A Holistic Approach To Health
Living With Ulcers
I had a question the other day about ulcers.
Peptic ulcers are holes or breaks in the protective lining of your duodenum (the upper part of your small intestine) or your stomach – areas that come into contact with stomach acids and enzymes.
Duodenal ulcers are more common than stomach ulcers.
Esophageal ulcers are rarer and are often a result of alcohol abuse.
It used to be thought ulcers formed as a result of stress, a genetic predisposition, and/or poor lifestyle habits.
It was believed these things contributed to a buildup of stomach acids that erode the protective lining of your stomach, duodenum, or esophagus.
While excessive stomach acid certainly plays a role in the development of ulcers, it’s now believed a bacterial infection is the primary cause of peptic ulcers.
Recent research has shown that H. pylori is present in more than 90% of duodenal ulcers and about 80% of stomach ulcers.
Other factors also seem to contribute to ulcer formation.
Overuse of over-the-counter painkillers (aspirin, ibuprofen, naproxen), heavy alcohol use, and smoking exacerbate and may promote the development of ulcers.
Heavy smokers are more prone to developing duodenal ulcers than are nonsmokers, people who drink alcohol are more susceptible to esophageal ulcers, and those who take aspirin frequently for a long period of time are more likely to develop stomach ulcers.
Other studies show stomach ulcers are more likely to develop in older people.
This may be because arthritis is prevalent in the elderly, and alleviating arthritis pain may mean taking aspirin or ibuprofen daily.
Another contributing factor may be with advancing age your pylorus (the valve between your stomach and duodenum) relaxes and allows excess bile (produced in your liver to aid in digestion) to seep up into your stomach and erode your stomach lining.
Also, for an unknown reason, people with type A blood are more likely to develop cancerous stomach ulcers.
Duodenal ulcers tend to appear in people with type O blood, possibly because they don’t produce a substance protecting the lining of the duodenum.
Fortunately, peptic ulcers are relatively easy to treat.
Still, the dangers associated with peptic ulcers (anemia, profuse bleeding, stomach cancer) are serious, so ulcers should always be monitored by your health care professional.

☆ ☆ ☆

▶ [WHAT NEEDS TO BE DONE]: Copy out the passage of the ulcer text that begins with the words "Peptic ulcers are holes" and ends after "of peptic ulcers.", word for word.

Source records:
☆ ☆ ☆

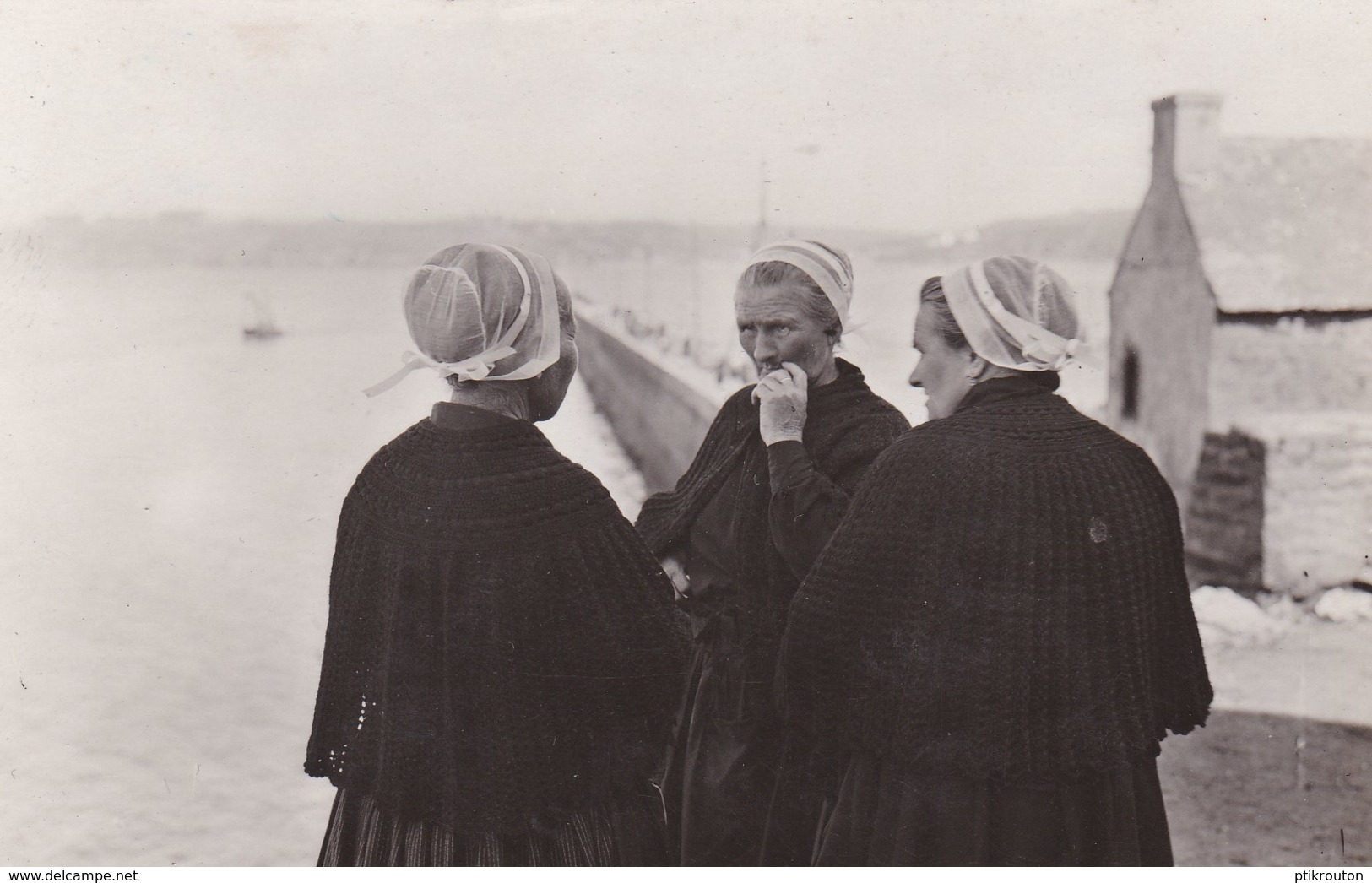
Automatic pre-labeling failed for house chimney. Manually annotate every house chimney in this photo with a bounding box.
[1152,92,1224,181]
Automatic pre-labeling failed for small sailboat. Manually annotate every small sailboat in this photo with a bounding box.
[243,292,281,340]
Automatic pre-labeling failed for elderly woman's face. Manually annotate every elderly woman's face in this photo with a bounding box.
[734,285,834,382]
[909,305,977,420]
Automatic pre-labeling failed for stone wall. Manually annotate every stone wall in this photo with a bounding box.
[1185,432,1265,595]
[1240,413,1372,597]
[1109,181,1214,509]
[577,312,720,494]
[1209,314,1372,432]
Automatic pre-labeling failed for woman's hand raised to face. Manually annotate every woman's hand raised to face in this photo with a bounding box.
[753,362,810,444]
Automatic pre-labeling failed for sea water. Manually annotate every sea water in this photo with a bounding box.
[0,255,1109,867]
[0,268,643,867]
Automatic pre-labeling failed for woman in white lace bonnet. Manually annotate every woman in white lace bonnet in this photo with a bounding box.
[779,257,1213,865]
[314,244,697,865]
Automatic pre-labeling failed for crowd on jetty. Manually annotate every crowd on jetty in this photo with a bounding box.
[306,240,1213,867]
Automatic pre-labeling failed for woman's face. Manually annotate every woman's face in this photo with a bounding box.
[734,285,837,382]
[909,305,977,420]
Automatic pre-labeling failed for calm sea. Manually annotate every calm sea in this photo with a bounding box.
[0,253,1110,867]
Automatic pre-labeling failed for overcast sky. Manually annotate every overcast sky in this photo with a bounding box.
[0,0,1372,230]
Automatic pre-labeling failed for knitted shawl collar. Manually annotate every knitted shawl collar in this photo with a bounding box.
[637,360,908,683]
[305,420,687,832]
[781,378,1213,782]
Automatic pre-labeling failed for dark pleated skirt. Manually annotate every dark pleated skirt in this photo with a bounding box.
[815,756,1172,867]
[320,788,667,868]
[663,631,790,867]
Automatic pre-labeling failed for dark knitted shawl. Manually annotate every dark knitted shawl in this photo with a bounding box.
[637,360,909,681]
[781,378,1213,780]
[305,420,689,832]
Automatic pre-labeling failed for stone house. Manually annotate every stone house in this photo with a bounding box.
[1107,95,1372,595]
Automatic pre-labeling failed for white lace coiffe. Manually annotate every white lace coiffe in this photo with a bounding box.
[748,239,854,330]
[364,246,561,396]
[942,257,1085,371]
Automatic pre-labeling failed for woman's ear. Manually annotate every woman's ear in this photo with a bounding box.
[968,347,990,382]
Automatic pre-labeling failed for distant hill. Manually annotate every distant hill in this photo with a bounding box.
[24,211,1133,266]
[880,210,1135,261]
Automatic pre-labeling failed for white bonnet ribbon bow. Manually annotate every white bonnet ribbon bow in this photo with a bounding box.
[362,345,514,398]
[1019,329,1082,371]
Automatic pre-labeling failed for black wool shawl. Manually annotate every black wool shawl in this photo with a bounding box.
[637,360,909,680]
[781,378,1213,782]
[305,420,689,832]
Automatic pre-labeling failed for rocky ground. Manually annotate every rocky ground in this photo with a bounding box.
[1159,588,1372,867]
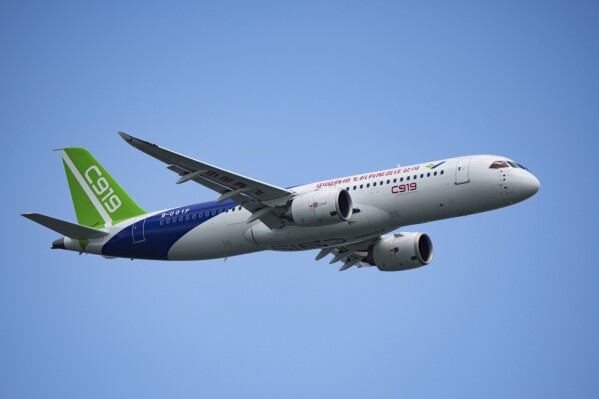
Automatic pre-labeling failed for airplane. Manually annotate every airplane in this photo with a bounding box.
[22,132,540,271]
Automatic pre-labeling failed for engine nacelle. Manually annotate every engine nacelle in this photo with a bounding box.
[364,233,433,272]
[285,188,354,227]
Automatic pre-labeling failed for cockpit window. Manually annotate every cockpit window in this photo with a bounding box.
[508,161,528,170]
[489,161,510,169]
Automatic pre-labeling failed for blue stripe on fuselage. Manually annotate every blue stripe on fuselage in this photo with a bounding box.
[102,200,238,260]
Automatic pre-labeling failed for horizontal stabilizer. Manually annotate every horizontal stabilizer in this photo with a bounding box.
[21,213,108,240]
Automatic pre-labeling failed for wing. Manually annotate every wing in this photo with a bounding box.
[119,132,294,229]
[316,237,380,272]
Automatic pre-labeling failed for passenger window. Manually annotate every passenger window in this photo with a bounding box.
[489,161,511,169]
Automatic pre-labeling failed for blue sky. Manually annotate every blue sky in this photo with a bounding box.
[0,1,599,398]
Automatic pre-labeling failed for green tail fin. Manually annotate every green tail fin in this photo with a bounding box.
[60,148,146,228]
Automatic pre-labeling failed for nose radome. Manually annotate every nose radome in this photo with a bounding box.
[522,173,541,197]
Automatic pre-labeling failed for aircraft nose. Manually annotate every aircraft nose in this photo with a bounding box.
[521,173,541,198]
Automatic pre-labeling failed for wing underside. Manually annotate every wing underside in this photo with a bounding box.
[119,132,294,229]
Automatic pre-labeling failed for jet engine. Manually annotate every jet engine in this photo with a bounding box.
[363,233,433,272]
[284,188,354,227]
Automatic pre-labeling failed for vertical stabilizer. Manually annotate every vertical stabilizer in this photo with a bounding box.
[60,148,146,228]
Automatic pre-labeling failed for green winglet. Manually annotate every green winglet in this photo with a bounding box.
[60,148,146,228]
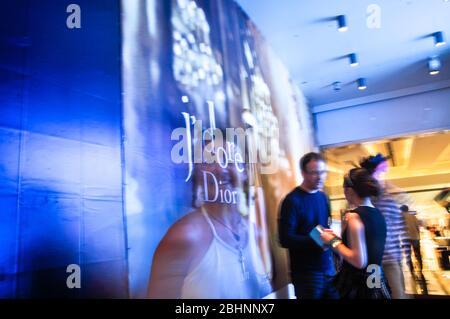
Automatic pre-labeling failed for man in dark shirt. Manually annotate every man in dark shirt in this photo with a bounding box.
[278,153,338,299]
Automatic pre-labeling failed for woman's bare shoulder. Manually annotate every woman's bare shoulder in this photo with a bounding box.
[163,210,209,245]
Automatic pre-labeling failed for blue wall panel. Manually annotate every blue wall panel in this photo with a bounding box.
[0,0,128,298]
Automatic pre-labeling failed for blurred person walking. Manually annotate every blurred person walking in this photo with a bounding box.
[278,153,339,299]
[360,154,409,299]
[321,168,391,299]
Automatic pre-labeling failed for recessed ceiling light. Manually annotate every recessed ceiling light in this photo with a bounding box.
[333,81,342,91]
[433,31,445,47]
[357,78,367,91]
[336,15,348,32]
[428,56,441,75]
[348,53,359,67]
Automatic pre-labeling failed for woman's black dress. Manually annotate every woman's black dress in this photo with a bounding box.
[335,206,391,299]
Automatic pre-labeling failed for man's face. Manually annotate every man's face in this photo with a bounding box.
[302,160,327,190]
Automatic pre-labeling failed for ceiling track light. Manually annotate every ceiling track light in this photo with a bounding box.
[333,81,342,91]
[356,78,367,91]
[428,56,441,75]
[348,53,359,67]
[336,15,348,32]
[433,31,445,47]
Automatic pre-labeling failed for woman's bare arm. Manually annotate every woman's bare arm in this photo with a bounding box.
[148,212,208,299]
[326,213,367,269]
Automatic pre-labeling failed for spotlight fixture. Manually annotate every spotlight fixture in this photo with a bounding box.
[348,53,359,67]
[428,56,441,75]
[433,31,445,47]
[336,15,348,32]
[333,81,342,91]
[356,78,367,91]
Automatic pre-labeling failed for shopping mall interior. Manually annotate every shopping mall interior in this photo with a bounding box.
[0,0,450,299]
[239,0,450,297]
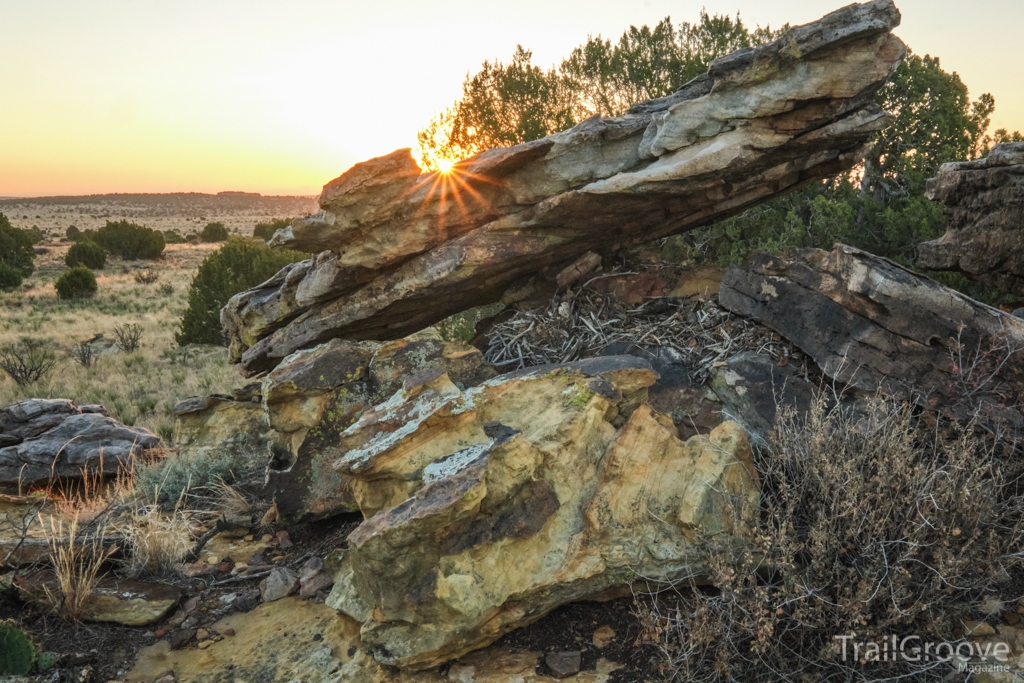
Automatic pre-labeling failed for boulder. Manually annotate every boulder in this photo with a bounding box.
[719,245,1024,425]
[263,335,497,520]
[221,0,905,374]
[916,142,1024,302]
[0,398,160,489]
[711,351,814,442]
[328,355,759,669]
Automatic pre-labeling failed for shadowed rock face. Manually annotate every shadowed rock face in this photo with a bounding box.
[328,356,759,669]
[719,245,1024,427]
[918,142,1024,302]
[221,0,905,374]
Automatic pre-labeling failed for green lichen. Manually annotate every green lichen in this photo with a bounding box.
[0,620,39,676]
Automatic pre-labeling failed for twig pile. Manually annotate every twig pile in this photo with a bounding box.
[485,287,807,383]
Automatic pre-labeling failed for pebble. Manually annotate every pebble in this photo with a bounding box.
[544,650,583,678]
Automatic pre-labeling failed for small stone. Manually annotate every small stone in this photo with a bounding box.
[964,622,995,636]
[544,650,583,678]
[591,625,615,650]
[167,629,196,650]
[260,567,299,602]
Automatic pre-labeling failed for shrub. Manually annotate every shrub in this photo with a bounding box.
[90,220,164,260]
[53,265,97,299]
[253,218,292,242]
[0,213,36,284]
[0,261,22,292]
[65,240,106,270]
[133,270,160,285]
[114,323,142,353]
[164,230,185,245]
[175,238,306,346]
[199,223,227,243]
[640,398,1024,681]
[0,337,57,386]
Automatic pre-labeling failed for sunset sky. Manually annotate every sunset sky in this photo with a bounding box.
[0,0,1024,197]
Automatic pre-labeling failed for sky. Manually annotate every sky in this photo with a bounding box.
[0,0,1024,197]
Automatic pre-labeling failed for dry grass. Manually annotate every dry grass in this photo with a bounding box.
[40,516,113,622]
[485,287,807,382]
[638,398,1024,681]
[0,243,241,440]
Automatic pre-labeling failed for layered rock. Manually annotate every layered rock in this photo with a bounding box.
[0,398,160,489]
[221,0,905,374]
[918,142,1024,302]
[719,245,1024,425]
[328,356,759,669]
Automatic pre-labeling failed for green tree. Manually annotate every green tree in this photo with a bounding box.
[199,223,227,243]
[65,240,106,270]
[175,238,307,346]
[0,213,36,287]
[89,220,165,260]
[53,265,97,299]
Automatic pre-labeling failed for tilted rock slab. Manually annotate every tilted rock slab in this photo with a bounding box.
[0,398,160,489]
[916,142,1024,302]
[328,356,759,669]
[719,245,1024,425]
[221,0,905,374]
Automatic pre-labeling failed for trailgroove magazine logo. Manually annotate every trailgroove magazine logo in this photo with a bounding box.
[833,634,1012,671]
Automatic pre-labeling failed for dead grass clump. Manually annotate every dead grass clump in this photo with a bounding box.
[40,516,113,622]
[484,287,806,382]
[638,398,1024,681]
[120,505,193,577]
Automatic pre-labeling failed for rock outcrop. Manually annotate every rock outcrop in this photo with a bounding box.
[719,245,1024,425]
[221,0,905,374]
[0,398,160,489]
[328,356,759,669]
[916,142,1024,305]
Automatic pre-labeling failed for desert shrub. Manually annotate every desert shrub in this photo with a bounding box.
[0,337,57,386]
[71,342,96,368]
[114,323,142,353]
[53,265,97,299]
[175,238,306,346]
[639,398,1024,681]
[89,220,165,260]
[0,213,36,284]
[133,270,160,285]
[253,218,292,242]
[199,223,227,243]
[0,261,22,292]
[65,240,106,270]
[164,229,185,245]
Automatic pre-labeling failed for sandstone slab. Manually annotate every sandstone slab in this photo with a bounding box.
[221,0,905,374]
[720,245,1024,425]
[329,356,759,669]
[916,142,1024,302]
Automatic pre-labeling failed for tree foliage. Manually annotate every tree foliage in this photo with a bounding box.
[53,265,98,299]
[175,238,307,346]
[419,11,1022,298]
[417,11,784,170]
[0,213,36,289]
[79,220,165,260]
[65,240,106,270]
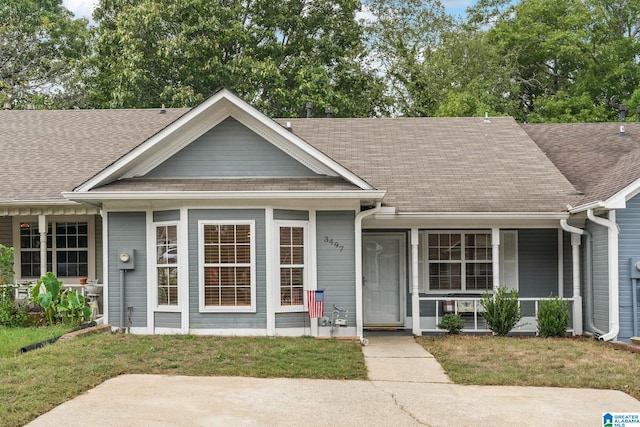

☆ ☆ ☆

▶ [RESULT OF THE EXERCISE]:
Peptic ulcers are holes or breaks in the protective lining of your duodenum (the upper part of your small intestine) or your stomach – areas that come into contact with stomach acids and enzymes.
Duodenal ulcers are more common than stomach ulcers.
Esophageal ulcers are rarer and are often a result of alcohol abuse.
It used to be thought ulcers formed as a result of stress, a genetic predisposition, and/or poor lifestyle habits.
It was believed these things contributed to a buildup of stomach acids that erode the protective lining of your stomach, duodenum, or esophagus.
While excessive stomach acid certainly plays a role in the development of ulcers, it’s now believed a bacterial infection is the primary cause of peptic ulcers.